(Records contained in a dataset)
——————

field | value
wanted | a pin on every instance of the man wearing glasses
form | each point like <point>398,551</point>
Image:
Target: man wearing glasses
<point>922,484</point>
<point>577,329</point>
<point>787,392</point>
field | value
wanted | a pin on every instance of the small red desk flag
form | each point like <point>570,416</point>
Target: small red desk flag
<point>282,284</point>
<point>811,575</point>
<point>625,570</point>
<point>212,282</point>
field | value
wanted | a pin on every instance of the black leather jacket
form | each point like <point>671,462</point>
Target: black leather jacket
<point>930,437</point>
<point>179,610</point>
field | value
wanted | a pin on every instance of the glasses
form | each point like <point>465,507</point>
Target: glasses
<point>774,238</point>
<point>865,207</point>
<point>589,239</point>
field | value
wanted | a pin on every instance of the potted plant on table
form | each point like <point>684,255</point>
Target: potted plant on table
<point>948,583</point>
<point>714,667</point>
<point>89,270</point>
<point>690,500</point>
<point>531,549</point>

——————

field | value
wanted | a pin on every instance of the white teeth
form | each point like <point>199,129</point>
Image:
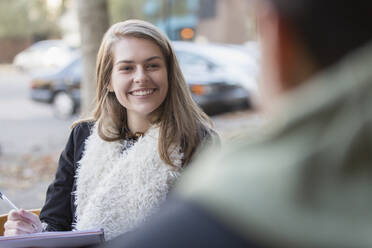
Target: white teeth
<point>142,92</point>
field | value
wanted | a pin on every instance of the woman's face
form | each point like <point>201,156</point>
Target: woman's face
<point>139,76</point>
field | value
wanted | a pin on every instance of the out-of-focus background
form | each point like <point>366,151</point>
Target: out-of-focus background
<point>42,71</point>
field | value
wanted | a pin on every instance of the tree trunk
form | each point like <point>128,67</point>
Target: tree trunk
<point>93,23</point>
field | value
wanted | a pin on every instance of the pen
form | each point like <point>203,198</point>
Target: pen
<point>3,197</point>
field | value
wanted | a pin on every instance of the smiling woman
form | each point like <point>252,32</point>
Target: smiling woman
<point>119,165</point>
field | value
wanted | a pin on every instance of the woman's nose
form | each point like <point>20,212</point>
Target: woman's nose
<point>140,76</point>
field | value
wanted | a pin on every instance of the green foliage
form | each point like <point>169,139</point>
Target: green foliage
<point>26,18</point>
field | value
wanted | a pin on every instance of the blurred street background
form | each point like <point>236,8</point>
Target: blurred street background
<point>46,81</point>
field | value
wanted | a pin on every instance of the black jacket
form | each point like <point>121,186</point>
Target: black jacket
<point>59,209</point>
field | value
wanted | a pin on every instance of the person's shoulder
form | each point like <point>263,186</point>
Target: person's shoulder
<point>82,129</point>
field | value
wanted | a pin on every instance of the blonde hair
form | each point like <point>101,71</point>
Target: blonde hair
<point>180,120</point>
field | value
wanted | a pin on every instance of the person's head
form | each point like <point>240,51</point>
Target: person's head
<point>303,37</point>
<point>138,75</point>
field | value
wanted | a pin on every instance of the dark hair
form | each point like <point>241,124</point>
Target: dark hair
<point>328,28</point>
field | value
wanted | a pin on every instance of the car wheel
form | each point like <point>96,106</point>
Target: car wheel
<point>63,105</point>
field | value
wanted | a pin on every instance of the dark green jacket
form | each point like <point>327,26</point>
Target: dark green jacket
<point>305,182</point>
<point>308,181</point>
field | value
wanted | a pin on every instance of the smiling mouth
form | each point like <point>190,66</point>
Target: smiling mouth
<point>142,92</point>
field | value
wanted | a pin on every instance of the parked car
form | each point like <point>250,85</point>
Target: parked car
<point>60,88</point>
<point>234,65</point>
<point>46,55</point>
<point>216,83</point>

——————

• DIRECTIONS: Among the entries above, the lines between the ones containing "Target: green foliage" and "wanted | a pin on every instance of the dark green", inclusive, are to be transcribed exactly. No other line is to be given.

• RESPONSE TO THIS EXERCISE:
Target: green foliage
<point>26,18</point>
field | value
wanted | a pin on every instance of the blurred street background
form | each point like <point>236,8</point>
Target: blurred street background
<point>46,81</point>
field | value
wanted | a pin on every instance of the black jacket
form | each point like <point>121,186</point>
Target: black jacket
<point>59,209</point>
field | value
wanted | a pin on every instance of the person's shoulder
form | each point like <point>263,186</point>
Target: person's shoulder
<point>82,129</point>
field | value
wanted | a pin on every instance of the blonde hair
form | each point like <point>101,71</point>
Target: blonde hair
<point>180,120</point>
field | value
wanted | a pin on every instance of the person's head
form | each point like <point>240,51</point>
Target: person's head
<point>303,37</point>
<point>138,75</point>
field | value
wanted | a pin on every instance of the dark hair
form | each point like <point>241,124</point>
Target: dark hair
<point>328,28</point>
field | value
wanted | a pin on every instance of the car wheel
form | each point like <point>96,106</point>
Target: car wheel
<point>63,105</point>
field | value
wanted | a pin on every instance of the dark green jacket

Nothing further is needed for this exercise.